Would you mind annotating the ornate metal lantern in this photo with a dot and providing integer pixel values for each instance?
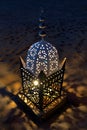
(42, 78)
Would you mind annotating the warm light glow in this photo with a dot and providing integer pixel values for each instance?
(42, 56)
(36, 82)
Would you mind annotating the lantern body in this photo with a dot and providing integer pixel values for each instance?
(42, 56)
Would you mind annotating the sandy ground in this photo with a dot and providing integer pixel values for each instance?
(71, 41)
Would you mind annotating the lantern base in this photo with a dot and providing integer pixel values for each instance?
(30, 108)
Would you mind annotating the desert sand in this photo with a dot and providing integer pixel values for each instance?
(69, 35)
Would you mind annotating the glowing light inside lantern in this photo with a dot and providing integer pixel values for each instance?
(36, 82)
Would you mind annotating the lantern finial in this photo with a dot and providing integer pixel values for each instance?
(42, 25)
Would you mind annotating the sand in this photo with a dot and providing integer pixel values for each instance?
(70, 38)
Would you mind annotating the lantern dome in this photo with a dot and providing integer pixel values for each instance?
(42, 56)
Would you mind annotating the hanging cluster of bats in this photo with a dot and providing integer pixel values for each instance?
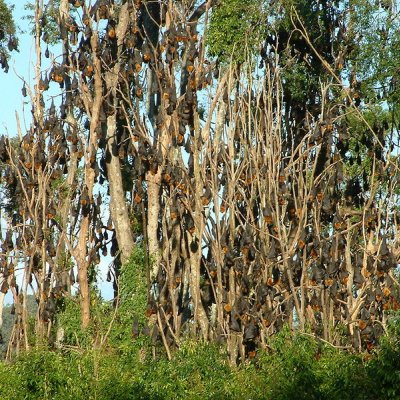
(259, 223)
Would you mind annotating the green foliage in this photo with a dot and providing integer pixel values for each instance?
(236, 26)
(384, 369)
(295, 366)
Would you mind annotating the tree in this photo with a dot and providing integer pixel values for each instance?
(262, 186)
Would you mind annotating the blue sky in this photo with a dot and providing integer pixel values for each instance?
(12, 101)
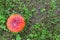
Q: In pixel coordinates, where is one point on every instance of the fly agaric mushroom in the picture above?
(15, 23)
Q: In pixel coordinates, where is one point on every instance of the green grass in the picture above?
(48, 28)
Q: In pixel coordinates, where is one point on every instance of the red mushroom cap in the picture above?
(15, 23)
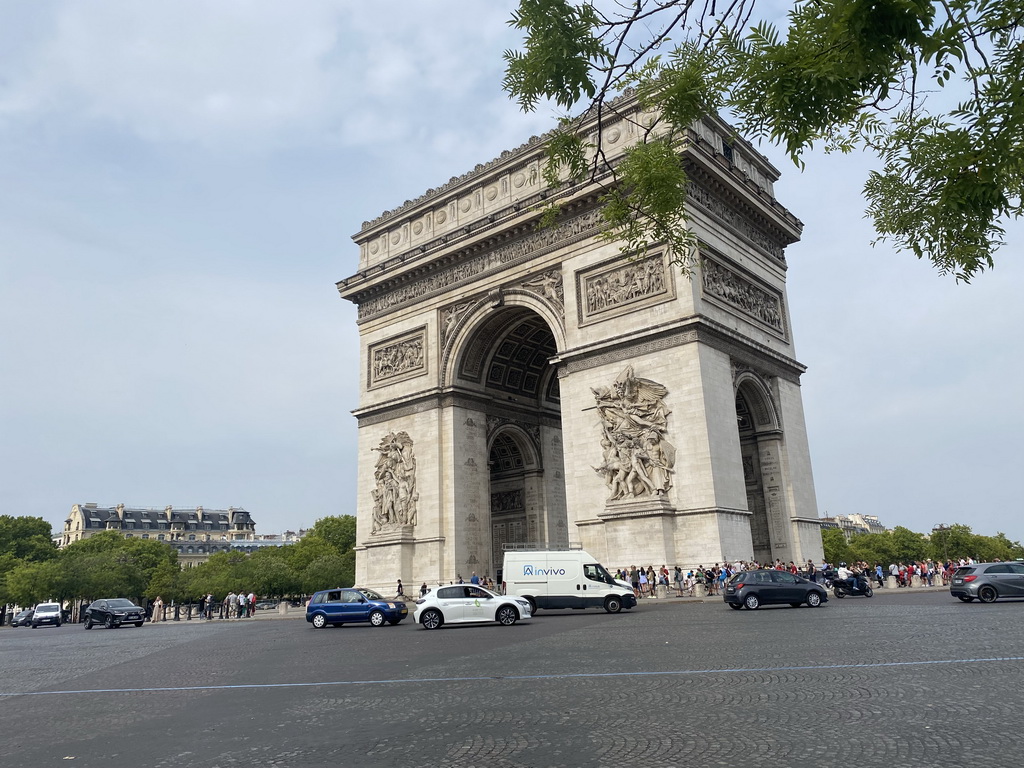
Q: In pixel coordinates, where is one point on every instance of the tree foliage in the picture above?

..............................

# Exercise brief:
Please repeat the listing precisely, excluding the pictures it contains.

# Expected output:
Would you mind annotating the ornate metal lantern in this photo with a dot and providing integer pixel values for each instance?
(42, 78)
Would you mind annotating the warm light glow in this photo with a dot and providing integer pixel values for each instance?
(42, 56)
(36, 82)
Would you mind annotating the lantern body in this photo with a dot and providing integer pixel values for each instance?
(42, 56)
Would you mind annotating the sandy ground in this photo with a dot and providing integer pixel values for each instance?
(71, 41)
Would you mind annotating the lantern base in this photo with a dot and providing integer pixel values for each instance?
(30, 108)
Would you mind annotating the desert sand in this photo with a dot and providing integer pixel values for each instance?
(69, 35)
Would you mind annotating the glowing light inside lantern in this photo with a dot and providing integer pixel values for each instance?
(36, 82)
Would you mind annotating the lantern finial in this photo with a dot and providing integer pixel values for each instance?
(42, 25)
Would you mind annotating the sand in this photo with a dot and providing integer pixel values for each instance?
(70, 38)
Would you mind annotating the lantern dome in this photo with a dot and providing integer pixel values for each instance?
(42, 56)
Would you mind annotating the hanging cluster of bats in this photo with a dot and providing integer pixel values for each instance?
(259, 223)
Would you mind annotating the green foliage in this photo with a dot and providing integer pixel values for each instance?
(236, 26)
(384, 369)
(295, 366)
Would you mind annotating the tree in this photo with a dot and providing integer pixel values for each instance?
(262, 186)
Would you mind annotating the blue sky in this photo with a dot and providing integer pixel values for each instance?
(12, 101)
Q: In pixel coordinates, where is one point on every instance of the fly agaric mushroom in the picture above?
(15, 23)
Q: In pixel coordinates, where is one point on every instance of the green grass in the picture above?
(48, 28)
Q: In pixel coordinates, where is one point on every instance of the red mushroom cap in the picture above?
(15, 23)
Q: In pixel coordinates, where is one point on every instance of the tree foliage in the picture above?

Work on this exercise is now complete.